## DESCRIPTION OF THE TASK
What is needed is an exact transcription of every entry below, with the pictures left out.

## Referring expression pointing data
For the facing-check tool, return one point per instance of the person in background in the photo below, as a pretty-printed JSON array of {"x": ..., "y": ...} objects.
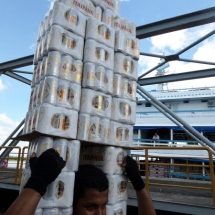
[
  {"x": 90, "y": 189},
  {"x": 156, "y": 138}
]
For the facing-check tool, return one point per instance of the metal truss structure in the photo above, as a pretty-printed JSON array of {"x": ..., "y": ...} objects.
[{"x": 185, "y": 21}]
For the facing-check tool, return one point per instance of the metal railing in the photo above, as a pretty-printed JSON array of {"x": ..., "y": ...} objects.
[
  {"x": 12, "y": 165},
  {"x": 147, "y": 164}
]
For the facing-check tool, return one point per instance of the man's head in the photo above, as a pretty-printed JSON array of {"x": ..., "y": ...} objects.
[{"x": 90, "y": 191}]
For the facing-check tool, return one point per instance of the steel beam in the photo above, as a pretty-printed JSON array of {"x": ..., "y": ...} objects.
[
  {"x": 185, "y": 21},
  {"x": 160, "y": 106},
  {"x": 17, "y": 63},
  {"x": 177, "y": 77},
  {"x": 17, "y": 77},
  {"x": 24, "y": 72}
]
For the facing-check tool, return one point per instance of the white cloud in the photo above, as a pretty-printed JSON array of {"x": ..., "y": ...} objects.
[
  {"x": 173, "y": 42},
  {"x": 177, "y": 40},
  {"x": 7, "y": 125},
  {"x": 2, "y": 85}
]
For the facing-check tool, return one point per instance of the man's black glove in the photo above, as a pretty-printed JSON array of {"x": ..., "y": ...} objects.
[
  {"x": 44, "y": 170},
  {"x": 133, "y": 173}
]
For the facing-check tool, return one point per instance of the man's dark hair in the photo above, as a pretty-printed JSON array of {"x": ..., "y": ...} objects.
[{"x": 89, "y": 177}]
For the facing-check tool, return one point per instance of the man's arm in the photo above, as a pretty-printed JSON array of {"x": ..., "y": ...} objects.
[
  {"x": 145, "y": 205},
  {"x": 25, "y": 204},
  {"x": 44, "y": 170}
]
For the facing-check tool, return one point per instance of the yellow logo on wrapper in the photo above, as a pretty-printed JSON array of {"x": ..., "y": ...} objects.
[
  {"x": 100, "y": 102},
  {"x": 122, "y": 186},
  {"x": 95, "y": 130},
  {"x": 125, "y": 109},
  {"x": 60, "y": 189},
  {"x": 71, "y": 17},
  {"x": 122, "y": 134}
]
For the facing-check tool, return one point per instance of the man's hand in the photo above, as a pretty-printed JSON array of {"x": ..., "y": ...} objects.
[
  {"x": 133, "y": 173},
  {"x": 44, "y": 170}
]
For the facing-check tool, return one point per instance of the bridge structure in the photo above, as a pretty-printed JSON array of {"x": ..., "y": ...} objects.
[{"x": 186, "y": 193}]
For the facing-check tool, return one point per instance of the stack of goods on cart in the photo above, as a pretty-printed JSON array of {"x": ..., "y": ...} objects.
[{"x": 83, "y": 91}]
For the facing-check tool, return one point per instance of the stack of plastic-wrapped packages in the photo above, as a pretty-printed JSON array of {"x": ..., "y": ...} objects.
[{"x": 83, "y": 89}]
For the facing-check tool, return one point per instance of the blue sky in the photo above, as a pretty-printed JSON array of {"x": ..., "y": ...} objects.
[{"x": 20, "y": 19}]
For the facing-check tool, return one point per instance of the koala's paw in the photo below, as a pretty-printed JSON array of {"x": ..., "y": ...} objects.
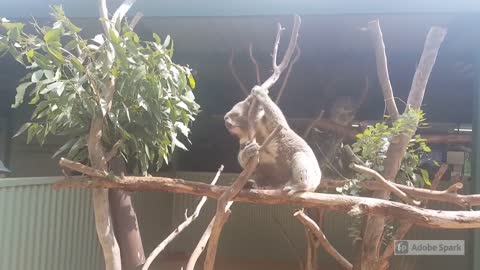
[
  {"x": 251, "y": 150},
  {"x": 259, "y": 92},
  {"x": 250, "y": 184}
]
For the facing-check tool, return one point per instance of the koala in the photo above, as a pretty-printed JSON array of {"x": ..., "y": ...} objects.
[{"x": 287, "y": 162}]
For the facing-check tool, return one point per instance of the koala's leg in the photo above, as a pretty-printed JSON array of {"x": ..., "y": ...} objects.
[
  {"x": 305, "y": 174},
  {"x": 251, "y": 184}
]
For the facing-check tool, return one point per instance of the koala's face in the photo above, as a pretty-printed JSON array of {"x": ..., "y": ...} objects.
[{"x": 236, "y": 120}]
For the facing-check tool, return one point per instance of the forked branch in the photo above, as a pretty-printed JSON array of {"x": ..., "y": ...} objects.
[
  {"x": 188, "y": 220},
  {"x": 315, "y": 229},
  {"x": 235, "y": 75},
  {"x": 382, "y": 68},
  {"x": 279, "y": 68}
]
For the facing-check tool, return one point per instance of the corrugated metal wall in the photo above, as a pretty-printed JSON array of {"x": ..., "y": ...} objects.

## ANSWER FOR THE TASK
For the facing-check tool, return one point per instance of the person in background in the photo below, as a pretty-printed JSON array of {"x": ..., "y": ...} objects.
[
  {"x": 90, "y": 189},
  {"x": 156, "y": 138}
]
For the facing-check tool, return one point per instance of the metal truss structure in the photo above, as a pretty-printed JSON array of {"x": ..., "y": ...} objects.
[{"x": 185, "y": 21}]
For the facing-check tool, return one point per instance of the metal railing in the photo above, as a pretty-printed JSON array of {"x": ..., "y": ...} objects.
[
  {"x": 12, "y": 165},
  {"x": 147, "y": 164}
]
For the facing-check tool, return one point per instance of the man's head in the photo above, as a pretty-printed JSON array of {"x": ..., "y": ...} objects.
[{"x": 90, "y": 191}]
For the facing-check tool, return one point per instance of the steel beam in the photo above, as a pretty-printed JSON array of {"x": ..., "y": ...} objects.
[
  {"x": 185, "y": 21},
  {"x": 160, "y": 106},
  {"x": 17, "y": 63},
  {"x": 177, "y": 77},
  {"x": 17, "y": 77},
  {"x": 24, "y": 72}
]
For the facing-check tool, return one point per instance of the white cloud in the photo above, as a pretty-printed JSON array of {"x": ..., "y": ...} objects.
[
  {"x": 173, "y": 42},
  {"x": 177, "y": 40},
  {"x": 7, "y": 125},
  {"x": 2, "y": 85}
]
For the facing-check tool, return one point per instance of the man's black glove in the photo above, as a pretty-printed JSON array of {"x": ..., "y": ...} objects.
[
  {"x": 44, "y": 170},
  {"x": 133, "y": 173}
]
For the facing-check tool, return one point per instance of the man's dark hair in the photo above, as a pretty-printed JSON array of {"x": ..., "y": ...} objects.
[{"x": 89, "y": 177}]
For the facing-check tool, return one point per instance of the man's arm in the photo above, as a pretty-printed JSON array of {"x": ..., "y": ...} objects.
[
  {"x": 145, "y": 205},
  {"x": 25, "y": 204},
  {"x": 44, "y": 170}
]
For the facing-check tool, return one point per instance of the yellow logo on wrapper in the photo above, as a pretty-printed JSON array of {"x": ..., "y": ...} objects.
[
  {"x": 100, "y": 102},
  {"x": 122, "y": 186},
  {"x": 95, "y": 130},
  {"x": 125, "y": 109},
  {"x": 60, "y": 189},
  {"x": 71, "y": 17},
  {"x": 122, "y": 134}
]
For the facing-check tool, return one point per instance of the man's hand in the photo above, as a pretty-printed JSON array of {"x": ..., "y": ...} objects.
[
  {"x": 133, "y": 173},
  {"x": 44, "y": 170}
]
For the facing-check tool, return one point per instance of the bridge structure in the photo above, as a pretty-printed JSON array of {"x": ..., "y": ...} objects.
[{"x": 186, "y": 193}]
For the facing-check tool, return one point per instance of the stack of goods on cart in the photo above, as a pretty-printed JSON array of {"x": ..., "y": ...} objects.
[{"x": 83, "y": 91}]
For the facing-check tool, return one point per instance of the stack of plastic-wrapped packages in the photo above, as a pretty-printed JSON array of {"x": ..., "y": ...} objects.
[{"x": 83, "y": 89}]
For the facing-check tool, return one point per instance of the blue sky in the photo above, as a pretty-printed JSON array of {"x": ..., "y": ...} objects.
[{"x": 20, "y": 19}]
For the facing-check tool, return one point per instance of the koala's paw in the photo below, as a pretty-printed JSON array of {"x": ..., "y": ...} objects.
[
  {"x": 251, "y": 150},
  {"x": 259, "y": 92},
  {"x": 250, "y": 184}
]
For the facing-check tool, return one point per instance of the koala in the photo above, as a pretty-printed JSON array of {"x": ..., "y": ...} objects.
[{"x": 287, "y": 162}]
For the facing-check tool, return one point per instance of the koala's leg in the photo above, as a pretty-printed JSON array of {"x": ..., "y": ...} objects.
[
  {"x": 305, "y": 174},
  {"x": 251, "y": 184}
]
For the facing-check tool, return one point per instance of the koala's face in the photo above, as a pretty-printed JSON array of {"x": ..., "y": ...} objects.
[{"x": 236, "y": 120}]
For the facing-check tool, return one point per instance of the forked branch in the photo above, as a pretty-printed JSON array of {"x": ..., "y": ...} objects.
[
  {"x": 188, "y": 220},
  {"x": 315, "y": 229},
  {"x": 235, "y": 75},
  {"x": 382, "y": 68},
  {"x": 279, "y": 68}
]
For the facing-check tool, return one point per instance of the corrugated metal wall in the photo above, as a pretty-printed JSON array of {"x": ..., "y": ...} objects.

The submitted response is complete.